▸ **Exercise goal**:
Reproduce verbatim the stretch of the article on Liverpool's Upper Central redevelopment from "Overlooking Brownlow Hill" through "us bad people.".
start Selection
Liverpool’s Upper Central redevelopment: a renewal or regurgitation?

0

Overlooking Brownlow Hill

As yet another Spatial Regeneration Framework is launched, Getintothis’ Chris Flack looks at the ideas around Upper Central, wonders about the people stuck in the middle and the No86 bus.

We often find ourselves wandering out of venues, disjointed and disorientated in the wee small hours, with post-gig eyes and stomachs leading us home, or to some other nefarious activity at stupid o’clock in the morning.  It doesn’t make us bad people.

On the nights we head home, a few of us have the opportunity to board the No86 bus, southbound to Smithdown, toward the Airport and Allerton and what a sight it is to behold; the No86 is hard to beat for people watching and wondering.

The No86 at two in the morning is a microcosm of what makes this city tick, it’s people.

Love-ins, fall outs, flat out fighters, workers heading home, partygoers looking to prolong their entertainment, party poopers ready to pass out, mothers, fathers, brothers, sisters, wanderers and wonderers, they’re all there, in all their glory and for the princely sum of two pounds and thirty pence you can take it all in.
end Selection
start Collected material
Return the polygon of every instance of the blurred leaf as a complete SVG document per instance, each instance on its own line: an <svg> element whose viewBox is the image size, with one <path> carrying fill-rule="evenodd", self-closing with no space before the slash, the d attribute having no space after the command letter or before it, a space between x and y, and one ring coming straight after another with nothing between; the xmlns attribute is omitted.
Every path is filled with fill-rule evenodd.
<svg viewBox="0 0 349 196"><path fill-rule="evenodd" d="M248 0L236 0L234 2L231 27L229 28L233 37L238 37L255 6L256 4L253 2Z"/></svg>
end Collected material
▸ **Full answer**:
Overlooking Brownlow Hill

As yet another Spatial Regeneration Framework is launched, Getintothis’ Chris Flack looks at the ideas around Upper Central, wonders about the people stuck in the middle and the No86 bus.

We often find ourselves wandering out of venues, disjointed and disorientated in the wee small hours, with post-gig eyes and stomachs leading us home, or to some other nefarious activity at stupid o’clock in the morning.  It doesn’t make us bad people.